→ Requests
**a)** Name every place at which the court opinion excerpt on the Wagner and Frey patent interference locates a plant or experimental apparatus.
**b)** Write the passage that follows the final sentence of the court opinion excerpt on the Wagner and Frey patent interference.

In the plant at Marcus Hook, several methods were used to control temperature in the reaction chamber. Sometimes this was done with flue gases and sometimes with steam, but in each process the temperature of the surrounding medium was less than the temperature within the reaction chamber, so that the effect was to lower the temperature in the reaction chamber. In the Toledo commercial plant, a very long reaction chamber was used, sometimes of the length of from 600 to 700 feet, of 3 5/8 inches internal diameter, this type of reaction chamber being used because the company had, at that place, an excess amount of this kind of tubing which could be used for that purpose. So far as the record shows, the operation of the plants in each case produced the effect desired, namely, the production of motor fuel, and the record demonstrates conclusively that from the beginning of the experiments to the final construction and operation of the Toledo plant, the work and experimentation were continuous. Wagner and his company were continuously attempting to produce better results, but the process at all times was conducted along the same general lines as those employed in the first Cabin Creek, W. Va., experimental apparatus.

We are satisfied, as were the Examiner of Interferences and the Board of Appeals, that Wagner has sustained the burden of establishing, beyond a reasonable doubt, that prior to the filing date of Frey, Wagner had conceived and reduced to practice the subject matter of the interference. It is argued, however, by counsel for Frey, that inasmuch as the count was taken from the Frey patent, it should be construed as requiring a process in which heat is neither added to nor abstracted from the reaction zone. If the language of the count were ambiguous, we would be justified in going to the Frey patent for aid in construing the language. However, there does not seem to be anything ambiguous about the language of the count. The count specifies that the gases shall pass through the reaction chamber "at temperatures between 700 and 1000° F. without introducing any extraneous heat into the zone." (Italics ours.) There is here no language which intimates that heat may not be abstracted from such zone, and, therefore, we may not conclude that because the Frey patent may so specify, that the Wagner disclosure is insufficient in that it does abstract heat. It is also intimated that heat may be added by the Wagner process to the reaction chamber, because at times it is exposed to steam heat or to heat from the flue gases. However, the record shows conclusively that in all such cases the temperature of steam or of the flue gases was below that of the vapors within the reaction chamber, and hence the effect was a lowering of temperature and not of an increase thereof.

→ Supplied entries
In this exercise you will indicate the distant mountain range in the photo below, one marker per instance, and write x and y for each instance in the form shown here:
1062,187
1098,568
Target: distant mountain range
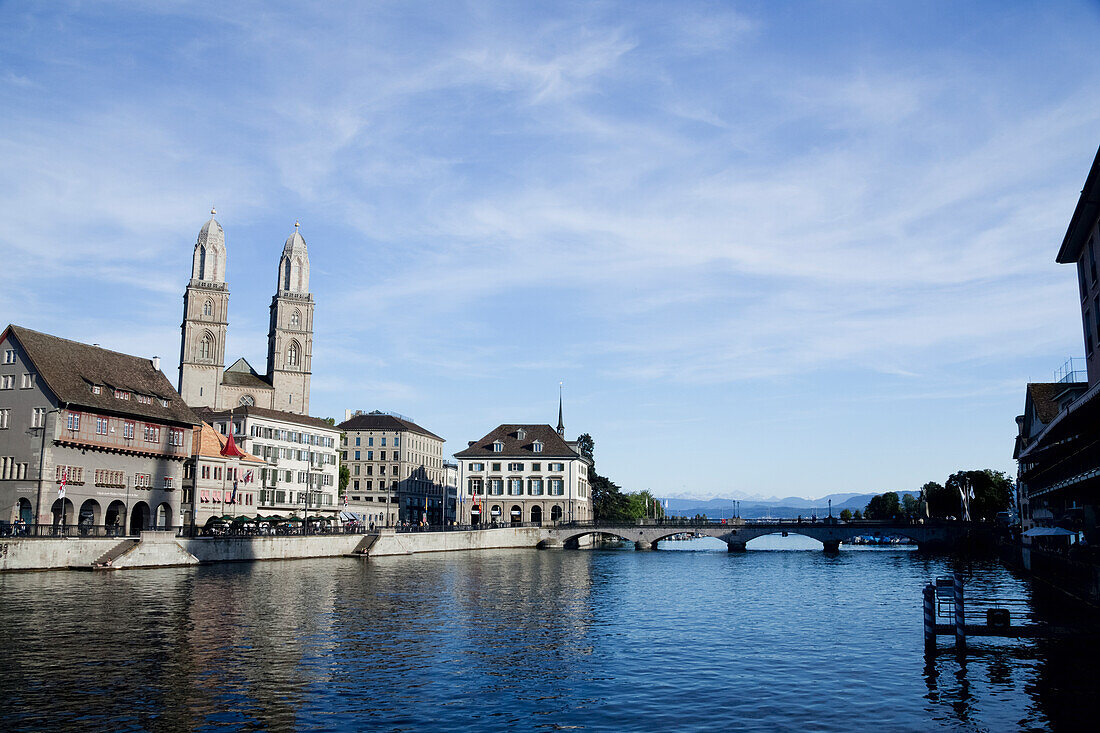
755,509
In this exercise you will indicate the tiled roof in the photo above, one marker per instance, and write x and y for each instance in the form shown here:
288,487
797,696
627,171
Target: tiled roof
209,442
69,369
553,445
1042,395
211,415
383,422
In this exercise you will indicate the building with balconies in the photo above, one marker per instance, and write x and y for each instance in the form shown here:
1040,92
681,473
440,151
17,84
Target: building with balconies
88,436
299,452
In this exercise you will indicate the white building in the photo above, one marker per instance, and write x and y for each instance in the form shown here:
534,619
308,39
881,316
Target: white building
524,473
301,469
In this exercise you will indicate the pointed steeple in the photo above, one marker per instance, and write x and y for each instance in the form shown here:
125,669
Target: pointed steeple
561,425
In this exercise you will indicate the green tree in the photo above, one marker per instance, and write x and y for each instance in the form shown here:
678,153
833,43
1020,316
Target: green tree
883,506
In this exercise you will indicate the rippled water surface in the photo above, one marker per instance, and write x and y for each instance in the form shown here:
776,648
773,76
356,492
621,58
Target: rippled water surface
605,639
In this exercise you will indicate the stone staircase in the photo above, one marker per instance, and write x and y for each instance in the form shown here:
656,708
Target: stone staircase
108,558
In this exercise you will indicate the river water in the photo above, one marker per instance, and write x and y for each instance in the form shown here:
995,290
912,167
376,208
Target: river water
690,638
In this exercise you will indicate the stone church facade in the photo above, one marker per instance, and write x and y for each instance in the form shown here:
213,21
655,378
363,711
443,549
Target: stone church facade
204,379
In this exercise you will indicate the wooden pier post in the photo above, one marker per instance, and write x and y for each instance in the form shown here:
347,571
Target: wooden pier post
959,616
930,616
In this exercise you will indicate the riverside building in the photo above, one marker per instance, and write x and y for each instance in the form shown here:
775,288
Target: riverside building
300,472
519,473
1058,440
107,426
396,469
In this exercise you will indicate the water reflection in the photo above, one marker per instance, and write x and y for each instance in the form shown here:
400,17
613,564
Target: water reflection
528,639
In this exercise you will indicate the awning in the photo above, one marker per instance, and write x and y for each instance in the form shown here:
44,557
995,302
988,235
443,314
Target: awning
1048,532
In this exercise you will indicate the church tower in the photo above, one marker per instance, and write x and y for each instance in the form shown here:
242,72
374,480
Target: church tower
290,336
206,318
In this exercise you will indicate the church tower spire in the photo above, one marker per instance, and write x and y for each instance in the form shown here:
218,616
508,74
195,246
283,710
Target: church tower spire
206,319
290,334
561,425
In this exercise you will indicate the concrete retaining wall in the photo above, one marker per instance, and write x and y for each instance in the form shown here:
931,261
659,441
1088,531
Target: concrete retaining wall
34,554
391,543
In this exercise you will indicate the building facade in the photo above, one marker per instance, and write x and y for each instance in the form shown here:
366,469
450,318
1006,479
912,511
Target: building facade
301,469
1058,437
520,473
396,469
107,427
204,380
220,479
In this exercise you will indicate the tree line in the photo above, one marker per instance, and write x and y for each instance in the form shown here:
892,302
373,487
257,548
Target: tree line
987,490
609,503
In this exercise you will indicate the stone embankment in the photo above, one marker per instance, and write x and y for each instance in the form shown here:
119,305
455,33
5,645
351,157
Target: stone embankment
160,549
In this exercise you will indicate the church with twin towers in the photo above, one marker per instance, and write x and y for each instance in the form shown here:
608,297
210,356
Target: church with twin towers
204,379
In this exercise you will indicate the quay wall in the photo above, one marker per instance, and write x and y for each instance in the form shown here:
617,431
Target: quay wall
158,549
391,543
51,554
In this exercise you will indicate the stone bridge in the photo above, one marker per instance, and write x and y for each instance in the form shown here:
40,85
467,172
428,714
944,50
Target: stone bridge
737,533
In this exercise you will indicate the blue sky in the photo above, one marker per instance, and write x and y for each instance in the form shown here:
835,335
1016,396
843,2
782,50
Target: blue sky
770,249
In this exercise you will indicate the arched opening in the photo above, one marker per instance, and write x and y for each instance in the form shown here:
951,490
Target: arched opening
89,514
139,518
164,516
68,513
116,516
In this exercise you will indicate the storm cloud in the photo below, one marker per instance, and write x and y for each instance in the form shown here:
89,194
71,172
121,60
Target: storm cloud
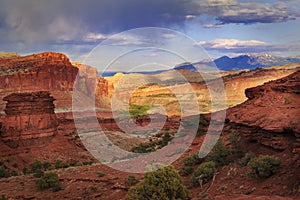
31,21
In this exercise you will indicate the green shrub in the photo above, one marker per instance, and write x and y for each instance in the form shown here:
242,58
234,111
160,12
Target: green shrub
219,154
15,165
202,123
287,100
38,173
100,174
60,164
47,165
263,166
14,173
93,188
187,170
36,165
49,180
3,172
138,110
192,160
3,197
245,160
205,172
236,145
25,170
164,183
131,180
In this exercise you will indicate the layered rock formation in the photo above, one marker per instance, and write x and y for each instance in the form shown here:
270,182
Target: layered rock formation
271,113
29,117
46,72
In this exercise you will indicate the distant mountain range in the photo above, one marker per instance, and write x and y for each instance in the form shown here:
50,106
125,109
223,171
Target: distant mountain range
225,63
247,61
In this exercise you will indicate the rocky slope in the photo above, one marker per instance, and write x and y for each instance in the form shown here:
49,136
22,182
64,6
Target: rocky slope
48,72
150,94
272,110
30,119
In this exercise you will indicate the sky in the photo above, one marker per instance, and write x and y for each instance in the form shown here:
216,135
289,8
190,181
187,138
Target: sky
217,27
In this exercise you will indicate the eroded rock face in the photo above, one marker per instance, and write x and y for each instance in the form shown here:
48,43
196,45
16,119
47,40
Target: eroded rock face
272,110
47,71
29,119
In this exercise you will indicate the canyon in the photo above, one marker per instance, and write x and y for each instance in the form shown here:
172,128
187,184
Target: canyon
37,124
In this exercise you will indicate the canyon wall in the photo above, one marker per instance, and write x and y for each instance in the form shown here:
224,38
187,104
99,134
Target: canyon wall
48,72
29,116
271,113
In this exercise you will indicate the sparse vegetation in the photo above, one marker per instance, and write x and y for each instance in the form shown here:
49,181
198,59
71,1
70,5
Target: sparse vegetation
15,165
49,180
263,166
60,164
100,174
154,145
187,170
164,183
138,110
287,100
131,180
236,146
204,173
245,160
192,160
219,154
3,172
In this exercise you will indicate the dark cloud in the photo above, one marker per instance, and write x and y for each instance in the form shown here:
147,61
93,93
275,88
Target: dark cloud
248,13
32,21
243,46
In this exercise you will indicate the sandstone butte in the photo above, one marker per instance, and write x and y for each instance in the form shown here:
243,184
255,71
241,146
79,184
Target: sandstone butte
51,72
30,119
272,112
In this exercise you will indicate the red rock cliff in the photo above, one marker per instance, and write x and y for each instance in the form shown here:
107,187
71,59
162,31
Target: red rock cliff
29,116
44,72
273,110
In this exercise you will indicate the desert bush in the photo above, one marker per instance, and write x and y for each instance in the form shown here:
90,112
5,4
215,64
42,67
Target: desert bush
36,165
287,100
205,172
14,173
15,165
236,145
100,174
49,180
60,164
164,183
131,180
192,160
138,110
263,166
38,173
219,154
3,172
187,170
245,160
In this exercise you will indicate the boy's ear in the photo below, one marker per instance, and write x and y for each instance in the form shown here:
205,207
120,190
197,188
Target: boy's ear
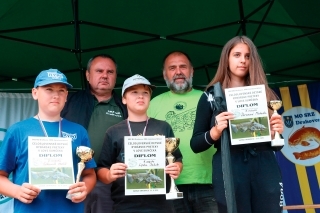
34,93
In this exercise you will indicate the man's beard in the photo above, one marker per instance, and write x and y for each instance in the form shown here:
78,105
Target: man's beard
179,88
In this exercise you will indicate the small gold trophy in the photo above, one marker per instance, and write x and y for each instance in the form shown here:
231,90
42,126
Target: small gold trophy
171,145
275,105
85,154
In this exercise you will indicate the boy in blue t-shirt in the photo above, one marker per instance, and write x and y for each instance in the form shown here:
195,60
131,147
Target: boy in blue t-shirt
50,90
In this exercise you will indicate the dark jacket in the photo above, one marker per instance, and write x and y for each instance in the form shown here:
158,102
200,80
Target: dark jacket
80,105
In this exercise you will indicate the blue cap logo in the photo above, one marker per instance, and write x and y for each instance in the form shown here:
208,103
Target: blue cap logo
51,76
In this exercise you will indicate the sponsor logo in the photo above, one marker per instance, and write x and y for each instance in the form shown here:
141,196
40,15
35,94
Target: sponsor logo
288,121
180,105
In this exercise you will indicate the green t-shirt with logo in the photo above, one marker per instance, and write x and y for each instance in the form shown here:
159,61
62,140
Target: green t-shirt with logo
179,110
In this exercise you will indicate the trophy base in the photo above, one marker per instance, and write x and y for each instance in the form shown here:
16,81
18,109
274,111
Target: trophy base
174,195
277,142
70,196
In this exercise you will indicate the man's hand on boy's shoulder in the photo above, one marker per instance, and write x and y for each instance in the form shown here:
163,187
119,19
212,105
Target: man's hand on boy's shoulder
78,191
26,193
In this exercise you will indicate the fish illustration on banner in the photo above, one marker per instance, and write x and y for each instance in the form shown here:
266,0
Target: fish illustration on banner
299,159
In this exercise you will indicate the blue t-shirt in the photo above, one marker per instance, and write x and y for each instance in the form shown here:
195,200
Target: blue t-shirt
14,158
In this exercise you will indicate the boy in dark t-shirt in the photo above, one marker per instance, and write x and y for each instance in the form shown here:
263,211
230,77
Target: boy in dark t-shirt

→ Outputs by task
**a)** Marcus Hook; Toledo; Cabin Creek, W. Va.

**b)**
It is argued by the appellant that, as shown by the Frey disclosure, it was intended to bring the heat in the heating coil to a temperature where initiation of the reaction process would start and no further, and that the reaction itself should occur in the reaction chamber. It is then argued that because Wagner used a temperature where a considerable reaction occurred in the heating zone, as it is alleged, therefore his disclosure does not satisfy the count which recites "a temperature sufficient to initiate polymerization of said gases." (Italics ours.) As remarked by the Board of Appeals, this would indicate that appellant is of opinion that the count should read as if the word "only" were inserted before the word "initiate," thus confining the heat within the heating zone to a temperature only sufficient to begin or initiate polymerization. However, it will be observed, as the Board of Appeals remarked, that there is no such limitation in the count, and, so far as the count is concerned, a temperature that would cause polymerization, in addition to initiation of the same, would, nevertheless, satisfy the count. We are, therefore, of opinion that this point is not well taken.

Again it is argued that the doctrine of Mason v. Hepburn, 13 App.D.C. 86, should be applied here as against Wagner's right to priority. It is argued that Wagner filed two applications after he had been allegedly conducting his experiments at Cabin Creek and at Marcus Hook, which were held by the tribunals of the Patent Office not to satisfy the present interference count, and it was only in the third application, dated October 10, 1932, that Wagner was able to make a disclosure which did satisfy the count of the present interference. From this it is argued that the party Wagner had abandoned his first experimental ideas, and had finally, moved to activity by Frey's patent, adopted Frey's method and processes. Thus it is argued he should be held to be barred by a doctrine akin to estoppel, as was the holding in Mason v. Hepburn, supra.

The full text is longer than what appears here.